── Supplied information ──
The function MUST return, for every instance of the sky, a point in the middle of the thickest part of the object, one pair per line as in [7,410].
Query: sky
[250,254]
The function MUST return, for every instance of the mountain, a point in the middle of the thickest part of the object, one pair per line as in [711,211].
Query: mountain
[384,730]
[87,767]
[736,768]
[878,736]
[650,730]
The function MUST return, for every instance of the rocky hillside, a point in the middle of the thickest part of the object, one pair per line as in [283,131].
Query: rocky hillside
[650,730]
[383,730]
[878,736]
───
◆ Task: With the line that contains "Query: mountain" as the start, output every line through the end of the entries exactly. Add no other lines.

◆ Problem solution:
Query: mountain
[384,730]
[87,767]
[736,768]
[878,736]
[650,730]
The function MUST return, for every instance of the rocky hillside, a point in the middle of the thickest part of the object, one pair per line as in [283,131].
Query: rocky hillside
[650,730]
[383,730]
[878,736]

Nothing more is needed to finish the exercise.